任務 -
請根據這篇加裝CUDA 9.0的教學,說明安裝程式詢問是否在/usr/local/cuda建立符號連結時為何建議選擇no。

原始文件 -
▽

前言
很多時候配置深度學習的環境都會遇到這樣一個問題,就是參考的不同的開源代碼所用的環境不一定相同,特別是CUDA環境,一般會有CUDA9.0、CUDA10.0、CUDA10.1等版本。所對應的cuDNN也會不同。本文是在已安裝CUDA10.0+cudnn7.6.4的基礎上,加裝CUDA9.0+cudnn7.3.1。
一、gcc降級
由於CUDA 9.0僅支持gcc6.0及以下版本,而Ubuntu 18.04預裝GCC版本爲7.3,因此需要手動進行降級,這裏採用4.8版本。
sudo apt-get install gcc-4.8
sudo apt-get install g++-4.8
裝完後進入到/usr/bin目錄下
ls -l gcc*
會顯示/usr/bin/gcc -> gcc-7.0
,發現gcc鏈接到gcc-7.0, 需要將它改爲鏈接到gcc-4.8,方法如下
sudo mv gcc gcc.bak #備份
sudo ln -s gcc-4.8 gcc #重新鏈接
同理,對g++也做同樣的修改,需要將g++鏈接改爲g+±4.8,
sudo mv g++ g++.bak
sudo ln -s g++-4.8 g++
再查看gcc和g++版本號
gcc -v
g++ -v
均顯示gcc version 4.8
,說明gcc 4.8安裝成功。
二、安裝CUDA9.0
先到NVIDIA官網CUDA9.0下載頁面下載runfile,選擇ubuntu16.04。(注:18.04版本的系統能夠安裝16.04版本對應的CUDA)
文件下載後用以下指令安裝
sudo chmod a+x cuda_9.0.176_384.81_linux.run
sudo ./cuda_9.0.176_384.81_linux.run --no-opengl-libs
由於之前裝CUDA10.0前已經安裝了顯卡驅動,所以在提問是否安裝顯卡驅動時選擇no,其他的選擇默認路徑或者yes即可。
----------------------------------------------------------------------------------
Do you accept the previously read EULA?
accept/decline/quit: accept # 接受CUDA安裝的協議
You are attempting to install on an unsupported configuration. Do you wish to continue?
(y)es/(n)o [ default is no ]: y
Install NVIDIA Accelerated Graphics Driver for Linux-x86_64 384.81?
(y)es/(n)o/(q)uit: n # 由於已經安裝顯卡驅動,選擇n
Install the CUDA 9.0 Toolkit?
(y)es/(n)o/(q)uit: y
Enter Toolkit Location
[ default is /usr/local/cuda-9.0 ]: # 工具包安裝地址,默認回車即可
Do you want to install a symbolic link at /usr/local/cuda?
(y)es/(n)o/(q)uit: n # 添加鏈接**注意這個連接,因爲安裝過另一個版本的cuda10.0,這裏就建議選no,因爲指定該鏈接後會將cuda指向這個新的版本**
Install the CUDA 9.0 Samples?
(y)es/(n)o/(q)uit: y
Enter CUDA Samples Location
[ default is /home/ubuntu ]:
Installing the CUDA Toolkit in /usr/local/cuda-9.0 ...

△

資料列 -
▽

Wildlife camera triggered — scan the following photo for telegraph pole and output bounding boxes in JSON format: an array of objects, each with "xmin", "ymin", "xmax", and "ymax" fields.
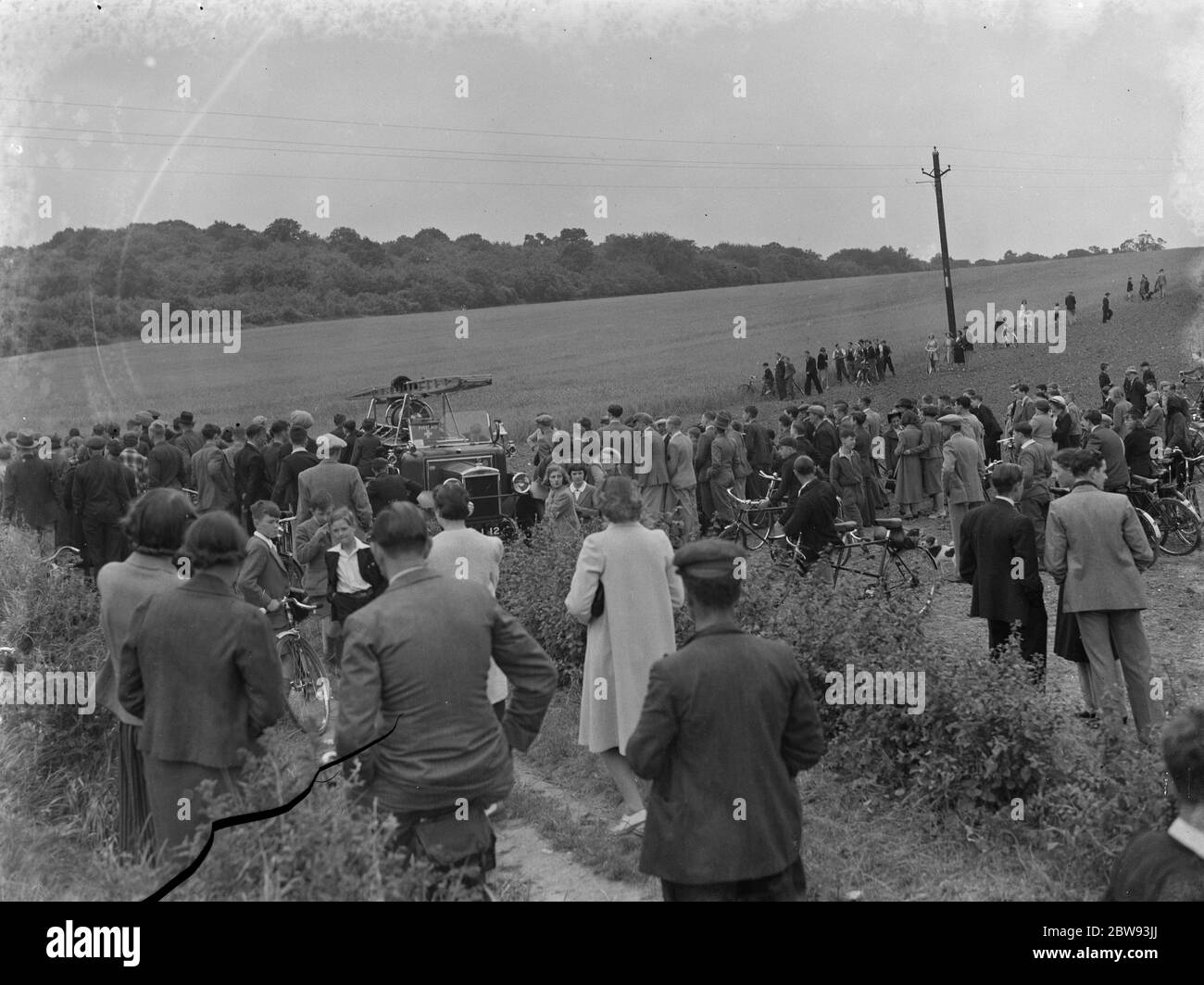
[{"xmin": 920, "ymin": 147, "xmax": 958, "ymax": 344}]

△
▽

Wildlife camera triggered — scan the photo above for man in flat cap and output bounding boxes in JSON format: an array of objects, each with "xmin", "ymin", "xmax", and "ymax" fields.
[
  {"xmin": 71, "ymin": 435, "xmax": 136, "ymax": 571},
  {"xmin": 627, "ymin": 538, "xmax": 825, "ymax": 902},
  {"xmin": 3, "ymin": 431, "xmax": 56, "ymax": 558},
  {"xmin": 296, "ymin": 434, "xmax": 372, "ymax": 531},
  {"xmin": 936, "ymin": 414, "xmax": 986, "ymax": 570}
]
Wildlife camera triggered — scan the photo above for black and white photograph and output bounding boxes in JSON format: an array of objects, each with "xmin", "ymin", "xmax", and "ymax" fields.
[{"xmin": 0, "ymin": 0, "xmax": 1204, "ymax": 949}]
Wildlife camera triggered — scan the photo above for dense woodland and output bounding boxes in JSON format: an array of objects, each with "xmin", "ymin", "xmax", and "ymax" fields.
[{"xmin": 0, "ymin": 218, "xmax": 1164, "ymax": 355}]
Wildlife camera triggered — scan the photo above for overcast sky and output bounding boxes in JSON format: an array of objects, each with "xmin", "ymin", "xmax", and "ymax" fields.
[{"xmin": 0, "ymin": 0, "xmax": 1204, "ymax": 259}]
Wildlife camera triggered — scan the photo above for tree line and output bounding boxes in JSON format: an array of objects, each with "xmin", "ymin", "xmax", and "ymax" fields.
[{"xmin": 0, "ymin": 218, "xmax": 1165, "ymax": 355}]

△

練習結果 -
系統上已經安裝了另一個版本CUDA 10.0。若指定該連結,cuda就會指向新安裝的這個版本,所以建議選no。